**GIVEN TASK:** In full and without alteration, give the listing again.

[Dataset excerpt]
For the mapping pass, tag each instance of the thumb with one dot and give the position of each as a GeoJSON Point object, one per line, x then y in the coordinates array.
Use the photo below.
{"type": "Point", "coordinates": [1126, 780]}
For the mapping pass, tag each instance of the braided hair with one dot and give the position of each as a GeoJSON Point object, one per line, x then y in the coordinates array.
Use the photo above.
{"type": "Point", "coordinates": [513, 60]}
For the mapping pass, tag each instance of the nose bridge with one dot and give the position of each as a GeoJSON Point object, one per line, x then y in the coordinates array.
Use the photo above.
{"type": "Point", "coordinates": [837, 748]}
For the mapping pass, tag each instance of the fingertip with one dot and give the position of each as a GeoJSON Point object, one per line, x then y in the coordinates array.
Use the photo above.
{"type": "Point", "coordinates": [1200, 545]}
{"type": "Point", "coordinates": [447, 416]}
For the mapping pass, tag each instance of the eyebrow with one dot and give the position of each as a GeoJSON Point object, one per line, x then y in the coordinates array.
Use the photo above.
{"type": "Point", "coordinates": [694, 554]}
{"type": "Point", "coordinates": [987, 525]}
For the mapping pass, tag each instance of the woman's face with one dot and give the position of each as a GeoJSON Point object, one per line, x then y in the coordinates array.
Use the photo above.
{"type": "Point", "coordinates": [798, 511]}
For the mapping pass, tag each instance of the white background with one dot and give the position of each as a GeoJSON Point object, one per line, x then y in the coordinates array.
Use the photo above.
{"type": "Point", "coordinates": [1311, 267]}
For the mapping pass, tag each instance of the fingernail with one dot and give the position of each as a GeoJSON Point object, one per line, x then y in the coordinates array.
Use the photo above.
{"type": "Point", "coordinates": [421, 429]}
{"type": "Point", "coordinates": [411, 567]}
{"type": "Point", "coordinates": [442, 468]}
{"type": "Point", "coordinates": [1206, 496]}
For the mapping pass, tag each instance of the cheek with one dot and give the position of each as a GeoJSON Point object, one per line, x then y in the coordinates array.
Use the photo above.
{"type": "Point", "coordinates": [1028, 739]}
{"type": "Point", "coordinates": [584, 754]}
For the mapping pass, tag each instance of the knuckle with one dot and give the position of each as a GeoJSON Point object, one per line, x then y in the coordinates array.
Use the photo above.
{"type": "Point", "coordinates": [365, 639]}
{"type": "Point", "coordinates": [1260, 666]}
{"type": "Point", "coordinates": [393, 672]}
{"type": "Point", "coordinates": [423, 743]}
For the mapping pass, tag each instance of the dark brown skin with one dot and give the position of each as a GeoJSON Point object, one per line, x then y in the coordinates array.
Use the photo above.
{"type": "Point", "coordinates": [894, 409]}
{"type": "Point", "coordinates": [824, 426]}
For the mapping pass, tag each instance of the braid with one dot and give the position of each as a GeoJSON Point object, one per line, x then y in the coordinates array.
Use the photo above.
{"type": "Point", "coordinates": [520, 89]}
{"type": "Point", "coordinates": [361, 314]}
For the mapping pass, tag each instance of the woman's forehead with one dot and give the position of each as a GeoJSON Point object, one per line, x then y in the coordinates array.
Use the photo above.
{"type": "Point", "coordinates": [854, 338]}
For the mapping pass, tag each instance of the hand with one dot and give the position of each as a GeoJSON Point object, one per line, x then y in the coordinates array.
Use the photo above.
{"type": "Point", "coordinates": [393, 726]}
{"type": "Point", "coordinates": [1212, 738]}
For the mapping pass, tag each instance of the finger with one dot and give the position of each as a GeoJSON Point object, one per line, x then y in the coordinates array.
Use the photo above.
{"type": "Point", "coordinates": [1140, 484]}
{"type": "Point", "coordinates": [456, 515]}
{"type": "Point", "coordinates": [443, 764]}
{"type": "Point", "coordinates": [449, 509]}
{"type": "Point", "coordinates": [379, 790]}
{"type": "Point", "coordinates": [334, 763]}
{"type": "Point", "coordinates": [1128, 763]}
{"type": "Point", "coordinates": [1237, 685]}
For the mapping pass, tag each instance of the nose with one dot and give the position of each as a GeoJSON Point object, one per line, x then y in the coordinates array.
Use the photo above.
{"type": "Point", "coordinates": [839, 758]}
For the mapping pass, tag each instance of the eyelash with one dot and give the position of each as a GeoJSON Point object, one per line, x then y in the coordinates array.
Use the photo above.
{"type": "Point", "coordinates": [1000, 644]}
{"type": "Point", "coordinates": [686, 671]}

**REPLY TO THE EXERCISE:**
For the mapping pass, tag each instance of the thumb with one dot and give the position of each as a GeoJSON Point object, one per line, x then y in the coordinates array.
Use the photo below.
{"type": "Point", "coordinates": [1126, 780]}
For the mapping pass, tag each instance of the braided hair with one dot and give the position of each as a GeoJSON Point object, one per line, x then y in the coordinates array.
Use the photo above.
{"type": "Point", "coordinates": [513, 60]}
For the mapping pass, tag each instance of the nose bridge with one dot and give the position of each as a GeoJSON Point object, one per line, x then y in the coordinates array.
Use the photo above.
{"type": "Point", "coordinates": [837, 748]}
For the mapping pass, tag each instance of the fingertip with one dot and give the position of each as a GeoJSON Point object, one per line, x then y in the coordinates array.
Use the photo above.
{"type": "Point", "coordinates": [1200, 545]}
{"type": "Point", "coordinates": [447, 416]}
For the mapping pass, tag each instance of the eyebrow with one dot and give the position of each as a GeoJSON Point object, one per line, x then y in the coordinates array.
Use the photo above.
{"type": "Point", "coordinates": [694, 554]}
{"type": "Point", "coordinates": [987, 525]}
For the mapping pass, tag each instance of the woman's face with one dot and give the position of each as a GeoJSON Point object, one per line, x then y in the coordinates array.
Use the photo above.
{"type": "Point", "coordinates": [798, 511]}
For the mapping pass, tag each instance of the white background with one dot and give the position of each as a GeoJSON Point object, one per line, x then y in the coordinates array.
Use the photo above.
{"type": "Point", "coordinates": [1311, 267]}
For the mapping pass, tag each instance of the fingernail with one dot and give the position of each as a GeoJSON Point object, one per line, x then y in the coordinates array.
Use the photo above.
{"type": "Point", "coordinates": [421, 429]}
{"type": "Point", "coordinates": [411, 567]}
{"type": "Point", "coordinates": [442, 468]}
{"type": "Point", "coordinates": [1206, 496]}
For the mapping pass, tag each instance of the cheek with one dot and give the position of each as a GeoJSON Point object, one per line, x then y in the coordinates array.
Use the photo above.
{"type": "Point", "coordinates": [1028, 739]}
{"type": "Point", "coordinates": [584, 754]}
For the mapping pass, tag each instance of the knuckle with one dot and give the position of each as a GeoJSON Point object, one per line, x then y in the coordinates array.
Use the photo above.
{"type": "Point", "coordinates": [365, 639]}
{"type": "Point", "coordinates": [1260, 666]}
{"type": "Point", "coordinates": [393, 672]}
{"type": "Point", "coordinates": [423, 743]}
For the mapping pass, tag each instance of the dark brown skin with one dot and give the position of each as a GeoJSON Point object, one per line, x then y in the coordinates array.
Use the photo above.
{"type": "Point", "coordinates": [894, 409]}
{"type": "Point", "coordinates": [824, 426]}
For the mapping pass, tag each instance of the braid with one dot and give the position of each as a GeoJSON Point object, one per line, x then y in the coordinates array.
Use the photo above.
{"type": "Point", "coordinates": [520, 89]}
{"type": "Point", "coordinates": [361, 314]}
For the mapping pass, tag each instance of the woman's forehead with one dot and give the position of each as a GeoJSON Point object, one per line, x then y in the coordinates array.
Use the photo above.
{"type": "Point", "coordinates": [854, 338]}
For the mapping pass, tag each instance of the hand with one dot and give the position of each as a GeoJSON Point object, one per line, x then y in the coordinates array.
Use the photo above.
{"type": "Point", "coordinates": [393, 726]}
{"type": "Point", "coordinates": [1212, 738]}
For the mapping pass, tag each instance of the finger with one dot and give the position of each as a GeoJSON Point object, one per line, x then y in the coordinates array.
Use the photo above.
{"type": "Point", "coordinates": [1140, 484]}
{"type": "Point", "coordinates": [456, 515]}
{"type": "Point", "coordinates": [443, 764]}
{"type": "Point", "coordinates": [449, 509]}
{"type": "Point", "coordinates": [379, 790]}
{"type": "Point", "coordinates": [334, 763]}
{"type": "Point", "coordinates": [1128, 763]}
{"type": "Point", "coordinates": [1237, 685]}
For the mapping pass, tag each instance of the nose with one dot and give the position of each as a GeoJSON Point object, one per line, x then y in the coordinates array.
Use the photo above.
{"type": "Point", "coordinates": [839, 758]}
For the mapping pass, tag each instance of the eyelash with one dot and give the position of each as a GeoJSON Point object, one per line, x then y in the coordinates array.
Use the photo above.
{"type": "Point", "coordinates": [1000, 644]}
{"type": "Point", "coordinates": [686, 671]}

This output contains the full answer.